Please copy everything from "However, I would" down to "do more research." in the piece below on The Game Changers documentary, keeping the wording unchanged.

» **SELECTED PASSAGE**:

◆ ◆ ◆ ◆

Before it hit Netflix, I actually went to the cinema to watch the pro plant-based diet documentary ‘The Game Changers’. Whilst a plant-based diet just isn’t my thing, I genuinely thought it was an interesting film that made some good points. However, in no way did I anticipate the impact it might have on the way some people viewed nutrition.
Since it hit Netflix the number of people who have suddenly decided that a vegan or plant-based diet is the key to their health and fitness is mind blowing. I don’t think I have ever seen a single documentary have such a big impact which is a testament to the producers of the film.
However, I would appeal to anyone considering a dramatic diet change to do their own research and data gathering rather than rely on one documentary that is clearly biased towards a plant-based diet.
Now I have no issues with a plant-based diet and I genuinely think people can achieve a healthy diet without the inclusion of animal products. My issue comes when people claim it is optimal. I think nutrition is an incredibly individual and personal thing and believe the optimal diet might look different for everyone.
So, I have written this article not to slam or argue the other side of the coin on diet, but to highlight where the issues with the film are and to hopefully encourage anyone considering such a drastic diet change to do more research.

◆ ◆ ◆ ◆

» **EXCERPTED DATA**:

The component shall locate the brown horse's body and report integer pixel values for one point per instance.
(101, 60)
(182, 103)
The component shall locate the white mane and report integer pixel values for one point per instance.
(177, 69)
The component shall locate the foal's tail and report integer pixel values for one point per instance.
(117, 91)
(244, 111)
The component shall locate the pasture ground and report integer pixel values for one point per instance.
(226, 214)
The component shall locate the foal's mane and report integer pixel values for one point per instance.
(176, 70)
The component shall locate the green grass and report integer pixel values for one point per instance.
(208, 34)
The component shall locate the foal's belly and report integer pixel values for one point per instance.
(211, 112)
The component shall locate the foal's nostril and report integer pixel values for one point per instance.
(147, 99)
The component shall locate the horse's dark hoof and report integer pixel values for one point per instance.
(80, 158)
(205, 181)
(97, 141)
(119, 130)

◆ ◆ ◆ ◆

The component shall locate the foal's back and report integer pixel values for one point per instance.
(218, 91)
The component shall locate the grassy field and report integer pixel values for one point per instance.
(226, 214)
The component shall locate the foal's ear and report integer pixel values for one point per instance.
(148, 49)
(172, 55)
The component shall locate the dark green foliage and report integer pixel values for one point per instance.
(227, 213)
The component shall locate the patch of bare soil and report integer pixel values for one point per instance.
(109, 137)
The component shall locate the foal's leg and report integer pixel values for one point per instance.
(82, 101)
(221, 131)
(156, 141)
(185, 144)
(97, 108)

◆ ◆ ◆ ◆

» **RESULT FOR THIS EXERCISE**:
However, I would appeal to anyone considering a dramatic diet change to do their own research and data gathering rather than rely on one documentary that is clearly biased towards a plant-based diet.
Now I have no issues with a plant-based diet and I genuinely think people can achieve a healthy diet without the inclusion of animal products. My issue comes when people claim it is optimal. I think nutrition is an incredibly individual and personal thing and believe the optimal diet might look different for everyone.
So, I have written this article not to slam or argue the other side of the coin on diet, but to highlight where the issues with the film are and to hopefully encourage anyone considering such a drastic diet change to do more research.